*Extract to read:*
Start

Reputation: 1806
I have a dataset with a column that I always expect to have the same value. It indicates a data schema version, so I know I am deserialising my data correctly. How can I ensure I am alerted if there is a value with a different schema version?
data | version |
---|---|
{"key":"value"} | 1 |
{"key":"value2"} | 1 |
(if there is a row where version != 1, I want to alert)
Upvotes: 0
Views: 272
Reputation: 1806
You can do this by using the Spark assert_true function. If you use this function on a dropped column though, Spark will 'optimise' away the expectation so coalesce it with a column that contributes to the output.
For example:
from transforms.api import transform_df, Input, Output
from pyspark.sql import functions as F, types as T
@transform_df(
Output("/path/to/output"),
source_df=Input("/path/to/input"),
)
def compute(source_df):
return (
source_df
# assert the version is consistent
.withColumn("data", F.coalesce(F.expr("assert_true(version = '1')"), "data"))
.drop("version")
# parse the data, knowing we can expect the correct schema
.withColumn("data", F.from_json(F.col("data"), T.StructType([
T.StructField("key", T.StringType())
]))
)

End

*Entries shown:*
Start

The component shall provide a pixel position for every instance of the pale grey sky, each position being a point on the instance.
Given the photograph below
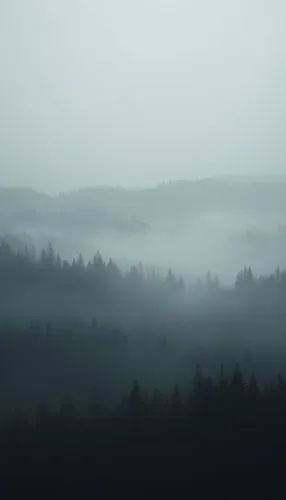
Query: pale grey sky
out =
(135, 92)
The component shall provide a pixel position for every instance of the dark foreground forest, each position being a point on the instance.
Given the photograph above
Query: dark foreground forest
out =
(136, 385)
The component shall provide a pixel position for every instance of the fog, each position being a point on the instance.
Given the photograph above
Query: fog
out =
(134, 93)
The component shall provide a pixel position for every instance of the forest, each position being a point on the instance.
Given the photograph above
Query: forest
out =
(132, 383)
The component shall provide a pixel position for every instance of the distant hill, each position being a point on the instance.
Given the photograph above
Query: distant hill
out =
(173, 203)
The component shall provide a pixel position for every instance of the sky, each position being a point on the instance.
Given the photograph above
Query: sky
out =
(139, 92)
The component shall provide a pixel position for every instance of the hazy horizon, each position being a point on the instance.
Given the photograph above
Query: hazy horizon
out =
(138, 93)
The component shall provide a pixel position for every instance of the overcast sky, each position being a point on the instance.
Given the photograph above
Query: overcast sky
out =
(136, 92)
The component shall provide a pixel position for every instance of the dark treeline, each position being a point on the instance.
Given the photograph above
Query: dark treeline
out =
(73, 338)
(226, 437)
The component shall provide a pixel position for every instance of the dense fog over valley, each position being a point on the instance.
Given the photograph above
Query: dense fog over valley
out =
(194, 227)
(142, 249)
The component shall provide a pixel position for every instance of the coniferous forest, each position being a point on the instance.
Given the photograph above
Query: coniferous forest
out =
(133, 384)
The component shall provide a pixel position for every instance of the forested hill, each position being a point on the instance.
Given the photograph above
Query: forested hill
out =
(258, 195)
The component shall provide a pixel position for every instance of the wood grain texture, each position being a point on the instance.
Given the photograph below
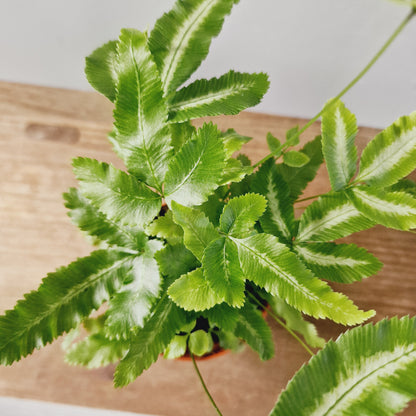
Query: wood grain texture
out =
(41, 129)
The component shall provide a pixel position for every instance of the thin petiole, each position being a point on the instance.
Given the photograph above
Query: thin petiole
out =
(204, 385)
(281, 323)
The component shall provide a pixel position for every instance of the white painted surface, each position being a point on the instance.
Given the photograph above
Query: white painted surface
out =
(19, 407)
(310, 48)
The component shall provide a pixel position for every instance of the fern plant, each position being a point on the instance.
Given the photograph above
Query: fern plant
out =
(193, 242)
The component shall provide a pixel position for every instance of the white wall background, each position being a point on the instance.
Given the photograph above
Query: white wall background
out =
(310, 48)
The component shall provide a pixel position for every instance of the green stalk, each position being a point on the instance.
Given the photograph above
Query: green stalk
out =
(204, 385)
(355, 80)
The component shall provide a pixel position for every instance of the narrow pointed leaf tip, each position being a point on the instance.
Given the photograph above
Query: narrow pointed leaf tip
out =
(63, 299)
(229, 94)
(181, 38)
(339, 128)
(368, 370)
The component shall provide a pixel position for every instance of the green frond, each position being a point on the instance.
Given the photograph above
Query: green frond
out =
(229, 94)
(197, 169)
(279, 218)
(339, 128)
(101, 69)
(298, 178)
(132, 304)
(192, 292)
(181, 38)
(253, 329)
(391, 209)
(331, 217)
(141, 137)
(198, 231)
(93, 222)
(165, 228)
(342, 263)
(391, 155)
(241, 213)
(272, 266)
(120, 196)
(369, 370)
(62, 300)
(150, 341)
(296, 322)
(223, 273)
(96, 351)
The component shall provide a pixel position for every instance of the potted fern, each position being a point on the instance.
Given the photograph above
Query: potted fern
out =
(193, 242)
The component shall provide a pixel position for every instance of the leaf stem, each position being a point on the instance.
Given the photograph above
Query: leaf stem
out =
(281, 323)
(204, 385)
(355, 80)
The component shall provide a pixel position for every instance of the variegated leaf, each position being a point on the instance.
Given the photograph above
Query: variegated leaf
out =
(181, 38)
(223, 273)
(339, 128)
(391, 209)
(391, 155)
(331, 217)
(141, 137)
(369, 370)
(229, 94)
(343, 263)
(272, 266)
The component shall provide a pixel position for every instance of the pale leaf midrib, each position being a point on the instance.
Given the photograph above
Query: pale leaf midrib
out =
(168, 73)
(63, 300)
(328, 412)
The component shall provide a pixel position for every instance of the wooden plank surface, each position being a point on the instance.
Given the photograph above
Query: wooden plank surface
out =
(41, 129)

End
Start

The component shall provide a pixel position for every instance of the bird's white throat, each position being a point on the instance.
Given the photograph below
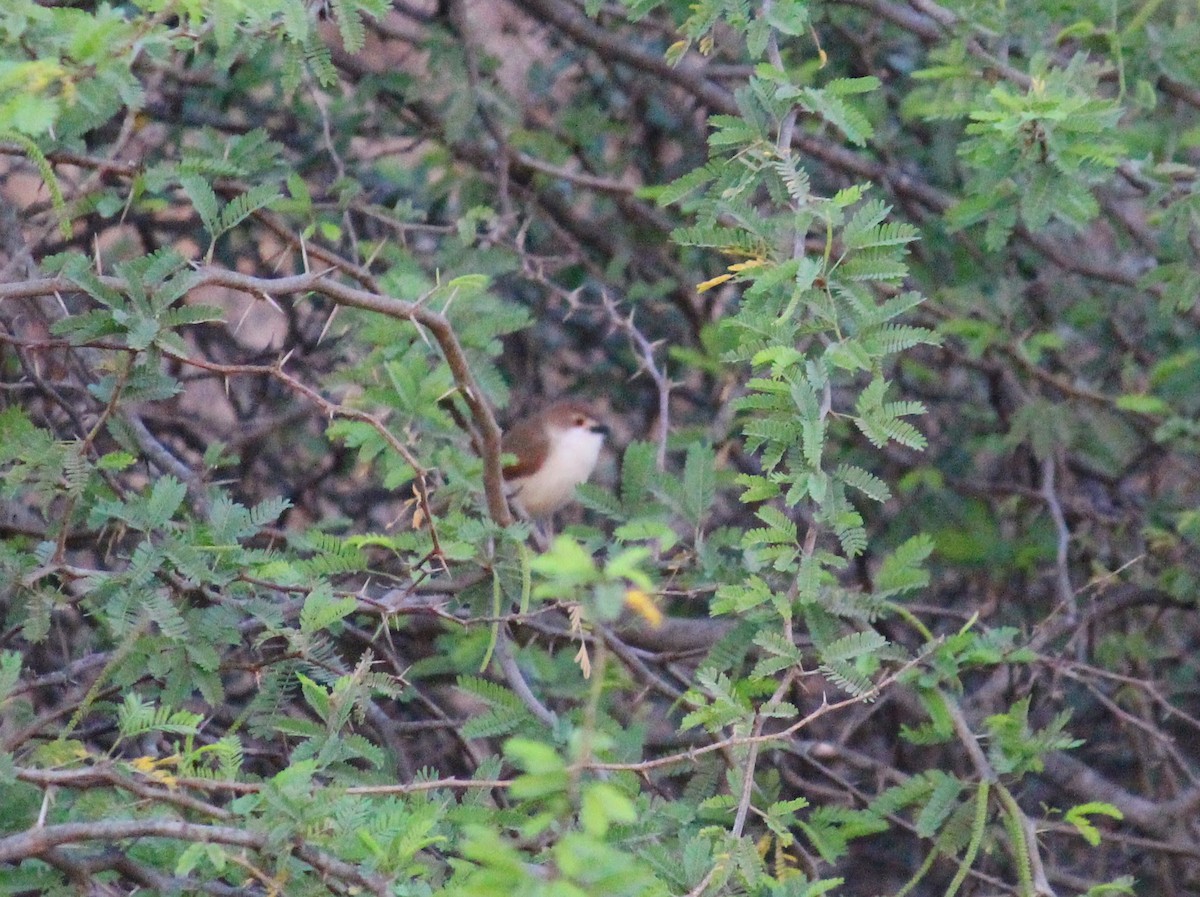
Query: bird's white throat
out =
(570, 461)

End
Start

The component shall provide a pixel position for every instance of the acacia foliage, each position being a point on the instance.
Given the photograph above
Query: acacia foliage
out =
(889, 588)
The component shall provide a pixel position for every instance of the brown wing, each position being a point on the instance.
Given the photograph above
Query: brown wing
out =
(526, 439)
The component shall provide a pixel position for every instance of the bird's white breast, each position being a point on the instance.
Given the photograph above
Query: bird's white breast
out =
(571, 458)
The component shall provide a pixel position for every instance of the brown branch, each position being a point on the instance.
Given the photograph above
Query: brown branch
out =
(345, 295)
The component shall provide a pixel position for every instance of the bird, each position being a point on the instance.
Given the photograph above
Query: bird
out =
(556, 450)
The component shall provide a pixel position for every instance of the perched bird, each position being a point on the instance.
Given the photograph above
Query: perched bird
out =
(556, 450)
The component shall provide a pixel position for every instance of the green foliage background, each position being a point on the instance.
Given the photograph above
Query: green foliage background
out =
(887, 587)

End

*Tasks to complete:*
(1) In the Spark schema-version thread, change "dropped column" to "removed column" and write out everything from "data | version" down to "to the output." with that one change.
(2) Carry the Spark schema-version thread further, picking up right after its final line.

*The answers:*
(1)
data | version |
---|---|
{"key":"value"} | 1 |
{"key":"value2"} | 1 |
(if there is a row where version != 1, I want to alert)
Upvotes: 0
Views: 272
Reputation: 1806
You can do this by using the Spark assert_true function. If you use this function on a removed column though, Spark will 'optimise' away the expectation so coalesce it with a column that contributes to the output.

(2)
Upvotes: 0
Reputation: 1806
You can do this using data expectations, if validating the version at the end or beginning of a transform is suitable for your needs. For example:
from transforms.api import transform_df, Input, Output, Check
from pyspark.sql import functions as F, types as T
from transforms import expectations as E
@transform_df(
Output("/path/to/output"),
source_df=Input("/path/to/input", checks=[
# assert the version is consistent
# usually you'd put checks on the output dataset
# so this might be better placed where the input is created
Check(E.col("version").equals(1), "version: equals 1")
]),
)
def compute(source_df):
return (
source_df
.drop("version")
# parse the data, knowing we can expect the correct schema
.withColumn("data", F.from_json(F.col("data"), T.StructType([
T.StructField("key", T.StringType())
]))
)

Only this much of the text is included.